- **Exercise**
Everything from the line that contains "Where can you see the stone" through the final line of the records should be written out exactly, and nothing outside that span.

- **Dataset records**
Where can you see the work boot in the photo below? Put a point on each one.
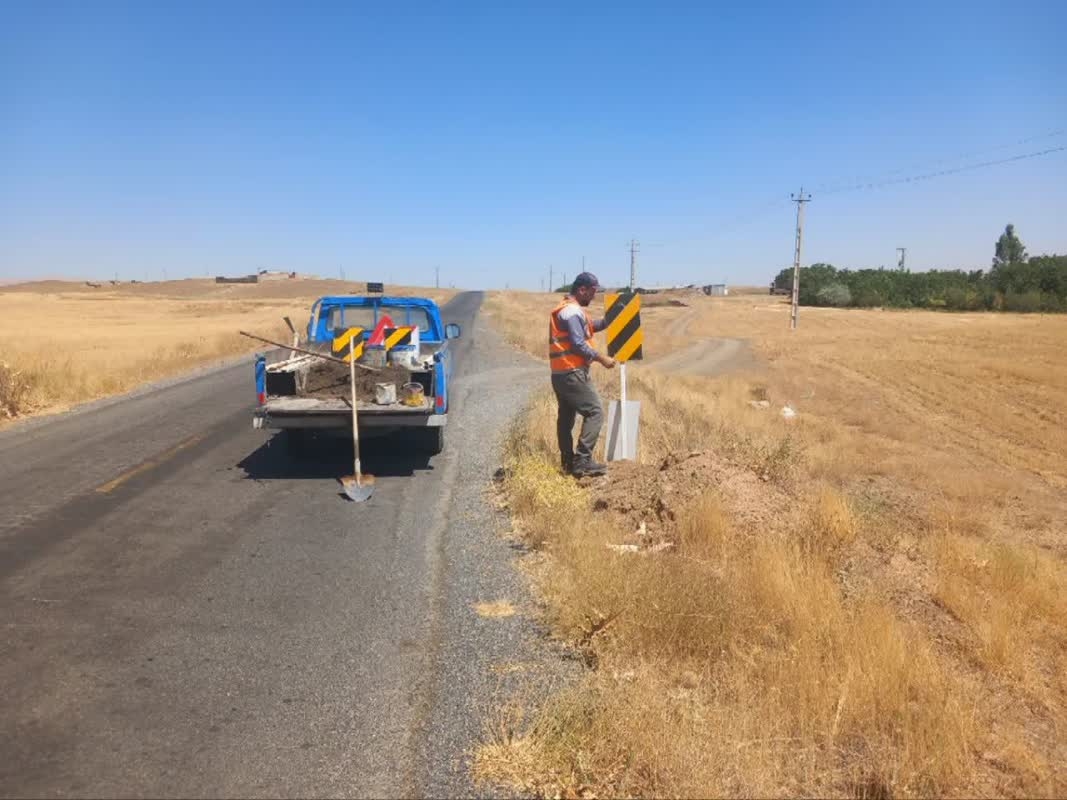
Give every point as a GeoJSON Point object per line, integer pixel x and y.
{"type": "Point", "coordinates": [588, 468]}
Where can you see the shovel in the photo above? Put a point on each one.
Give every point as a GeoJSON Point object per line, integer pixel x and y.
{"type": "Point", "coordinates": [357, 488]}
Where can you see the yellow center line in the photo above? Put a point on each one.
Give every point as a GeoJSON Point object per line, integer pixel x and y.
{"type": "Point", "coordinates": [149, 464]}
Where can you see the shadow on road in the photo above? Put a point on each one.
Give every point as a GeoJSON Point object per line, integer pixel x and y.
{"type": "Point", "coordinates": [323, 457]}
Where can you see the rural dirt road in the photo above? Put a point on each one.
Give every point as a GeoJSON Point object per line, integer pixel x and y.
{"type": "Point", "coordinates": [189, 612]}
{"type": "Point", "coordinates": [703, 356]}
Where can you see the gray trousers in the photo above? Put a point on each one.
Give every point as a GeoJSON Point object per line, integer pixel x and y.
{"type": "Point", "coordinates": [576, 395]}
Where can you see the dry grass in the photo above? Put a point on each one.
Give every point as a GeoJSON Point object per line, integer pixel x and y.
{"type": "Point", "coordinates": [66, 344]}
{"type": "Point", "coordinates": [896, 626]}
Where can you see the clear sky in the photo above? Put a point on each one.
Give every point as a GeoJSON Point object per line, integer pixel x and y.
{"type": "Point", "coordinates": [496, 139]}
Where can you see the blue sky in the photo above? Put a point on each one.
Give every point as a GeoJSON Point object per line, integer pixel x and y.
{"type": "Point", "coordinates": [497, 139]}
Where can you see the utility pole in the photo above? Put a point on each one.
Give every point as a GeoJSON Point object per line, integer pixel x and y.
{"type": "Point", "coordinates": [635, 248]}
{"type": "Point", "coordinates": [799, 200]}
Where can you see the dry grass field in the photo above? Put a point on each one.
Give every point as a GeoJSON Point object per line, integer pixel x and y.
{"type": "Point", "coordinates": [67, 342]}
{"type": "Point", "coordinates": [866, 600]}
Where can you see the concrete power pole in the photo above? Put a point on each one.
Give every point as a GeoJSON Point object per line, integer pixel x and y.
{"type": "Point", "coordinates": [635, 248]}
{"type": "Point", "coordinates": [799, 200]}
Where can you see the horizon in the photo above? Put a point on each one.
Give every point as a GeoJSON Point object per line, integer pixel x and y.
{"type": "Point", "coordinates": [497, 143]}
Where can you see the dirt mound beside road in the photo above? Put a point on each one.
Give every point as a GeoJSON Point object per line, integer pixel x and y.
{"type": "Point", "coordinates": [658, 494]}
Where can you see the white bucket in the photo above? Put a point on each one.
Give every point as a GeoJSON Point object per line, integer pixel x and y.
{"type": "Point", "coordinates": [403, 355]}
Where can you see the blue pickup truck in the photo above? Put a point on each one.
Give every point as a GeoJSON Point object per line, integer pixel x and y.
{"type": "Point", "coordinates": [286, 397]}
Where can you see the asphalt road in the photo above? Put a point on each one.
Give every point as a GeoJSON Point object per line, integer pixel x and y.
{"type": "Point", "coordinates": [188, 611]}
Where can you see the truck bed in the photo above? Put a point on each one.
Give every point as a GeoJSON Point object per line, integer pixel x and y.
{"type": "Point", "coordinates": [309, 412]}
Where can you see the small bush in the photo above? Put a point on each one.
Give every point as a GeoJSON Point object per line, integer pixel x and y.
{"type": "Point", "coordinates": [14, 392]}
{"type": "Point", "coordinates": [1025, 302]}
{"type": "Point", "coordinates": [835, 294]}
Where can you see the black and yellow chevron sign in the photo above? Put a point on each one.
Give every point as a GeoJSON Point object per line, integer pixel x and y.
{"type": "Point", "coordinates": [397, 336]}
{"type": "Point", "coordinates": [343, 339]}
{"type": "Point", "coordinates": [623, 318]}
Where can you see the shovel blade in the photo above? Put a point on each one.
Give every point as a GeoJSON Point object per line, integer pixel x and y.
{"type": "Point", "coordinates": [357, 489]}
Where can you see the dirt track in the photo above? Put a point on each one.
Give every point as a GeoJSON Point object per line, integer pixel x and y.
{"type": "Point", "coordinates": [711, 356]}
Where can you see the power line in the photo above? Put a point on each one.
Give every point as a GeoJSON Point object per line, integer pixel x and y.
{"type": "Point", "coordinates": [839, 186]}
{"type": "Point", "coordinates": [942, 173]}
{"type": "Point", "coordinates": [635, 248]}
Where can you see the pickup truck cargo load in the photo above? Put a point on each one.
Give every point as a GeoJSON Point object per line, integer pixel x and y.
{"type": "Point", "coordinates": [303, 394]}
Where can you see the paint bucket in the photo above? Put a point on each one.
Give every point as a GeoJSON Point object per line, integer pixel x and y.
{"type": "Point", "coordinates": [402, 355]}
{"type": "Point", "coordinates": [385, 394]}
{"type": "Point", "coordinates": [412, 394]}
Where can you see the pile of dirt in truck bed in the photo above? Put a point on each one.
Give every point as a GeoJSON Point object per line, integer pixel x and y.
{"type": "Point", "coordinates": [658, 494]}
{"type": "Point", "coordinates": [330, 379]}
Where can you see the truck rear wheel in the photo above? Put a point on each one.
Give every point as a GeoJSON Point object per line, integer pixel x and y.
{"type": "Point", "coordinates": [298, 443]}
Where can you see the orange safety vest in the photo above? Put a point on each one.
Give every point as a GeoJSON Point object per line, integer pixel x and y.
{"type": "Point", "coordinates": [561, 355]}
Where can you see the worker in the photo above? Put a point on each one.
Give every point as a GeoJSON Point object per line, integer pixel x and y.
{"type": "Point", "coordinates": [571, 352]}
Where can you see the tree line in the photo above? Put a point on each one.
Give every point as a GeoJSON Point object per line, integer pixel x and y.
{"type": "Point", "coordinates": [1015, 283]}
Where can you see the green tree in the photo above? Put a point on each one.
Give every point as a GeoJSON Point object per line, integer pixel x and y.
{"type": "Point", "coordinates": [1009, 249]}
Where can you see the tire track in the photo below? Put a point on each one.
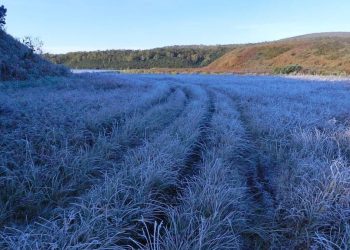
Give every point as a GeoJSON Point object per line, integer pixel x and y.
{"type": "Point", "coordinates": [189, 169]}
{"type": "Point", "coordinates": [253, 166]}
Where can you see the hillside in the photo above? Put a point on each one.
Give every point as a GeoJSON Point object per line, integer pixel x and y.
{"type": "Point", "coordinates": [17, 62]}
{"type": "Point", "coordinates": [166, 57]}
{"type": "Point", "coordinates": [323, 53]}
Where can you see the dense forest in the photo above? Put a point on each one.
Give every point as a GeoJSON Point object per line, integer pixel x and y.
{"type": "Point", "coordinates": [166, 57]}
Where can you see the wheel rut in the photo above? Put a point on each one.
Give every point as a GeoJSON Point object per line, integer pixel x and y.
{"type": "Point", "coordinates": [189, 169]}
{"type": "Point", "coordinates": [254, 164]}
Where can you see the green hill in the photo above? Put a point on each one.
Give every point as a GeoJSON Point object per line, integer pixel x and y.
{"type": "Point", "coordinates": [17, 62]}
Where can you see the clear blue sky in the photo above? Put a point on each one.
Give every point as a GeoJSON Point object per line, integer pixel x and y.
{"type": "Point", "coordinates": [75, 25]}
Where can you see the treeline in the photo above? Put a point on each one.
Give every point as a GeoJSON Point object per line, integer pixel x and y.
{"type": "Point", "coordinates": [166, 57]}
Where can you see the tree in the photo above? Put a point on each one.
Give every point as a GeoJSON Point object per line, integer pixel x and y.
{"type": "Point", "coordinates": [34, 44]}
{"type": "Point", "coordinates": [3, 11]}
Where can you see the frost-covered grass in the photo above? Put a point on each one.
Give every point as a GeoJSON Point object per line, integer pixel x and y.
{"type": "Point", "coordinates": [174, 162]}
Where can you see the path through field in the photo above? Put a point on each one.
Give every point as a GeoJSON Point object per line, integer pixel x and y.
{"type": "Point", "coordinates": [105, 161]}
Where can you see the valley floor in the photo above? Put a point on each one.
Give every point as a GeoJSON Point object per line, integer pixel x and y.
{"type": "Point", "coordinates": [121, 161]}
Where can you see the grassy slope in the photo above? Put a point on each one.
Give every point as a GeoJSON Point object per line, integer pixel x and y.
{"type": "Point", "coordinates": [18, 63]}
{"type": "Point", "coordinates": [317, 54]}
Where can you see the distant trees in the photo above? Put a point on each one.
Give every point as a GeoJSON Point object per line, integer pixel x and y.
{"type": "Point", "coordinates": [3, 11]}
{"type": "Point", "coordinates": [167, 57]}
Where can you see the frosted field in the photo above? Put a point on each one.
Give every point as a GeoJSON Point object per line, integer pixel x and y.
{"type": "Point", "coordinates": [114, 161]}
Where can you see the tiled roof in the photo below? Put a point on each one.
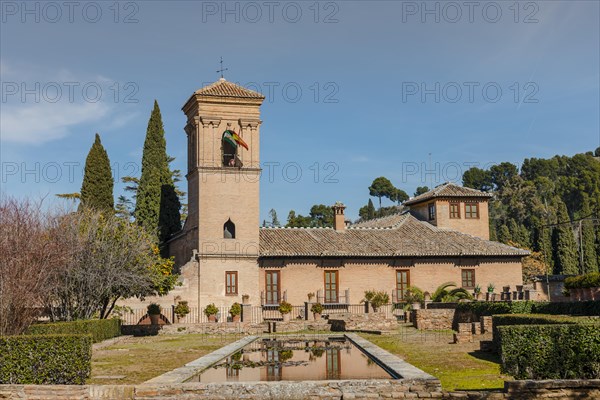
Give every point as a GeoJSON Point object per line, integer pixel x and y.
{"type": "Point", "coordinates": [447, 189]}
{"type": "Point", "coordinates": [409, 238]}
{"type": "Point", "coordinates": [390, 221]}
{"type": "Point", "coordinates": [223, 88]}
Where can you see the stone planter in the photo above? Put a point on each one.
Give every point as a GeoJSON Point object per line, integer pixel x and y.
{"type": "Point", "coordinates": [154, 318]}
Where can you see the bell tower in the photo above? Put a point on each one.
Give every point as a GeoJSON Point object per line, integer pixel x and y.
{"type": "Point", "coordinates": [223, 173]}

- **Response for this exercise**
Where can you see the stone planter in the photo above? Put a point on each one.
Give every point as a GeoJSON Point object per line, integer pixel x and y.
{"type": "Point", "coordinates": [154, 318]}
Where can you see the bell tower in the photo above? Put a point on each one.
Give every point as a GeoJSON Point object per line, integer pixel x and y.
{"type": "Point", "coordinates": [223, 173]}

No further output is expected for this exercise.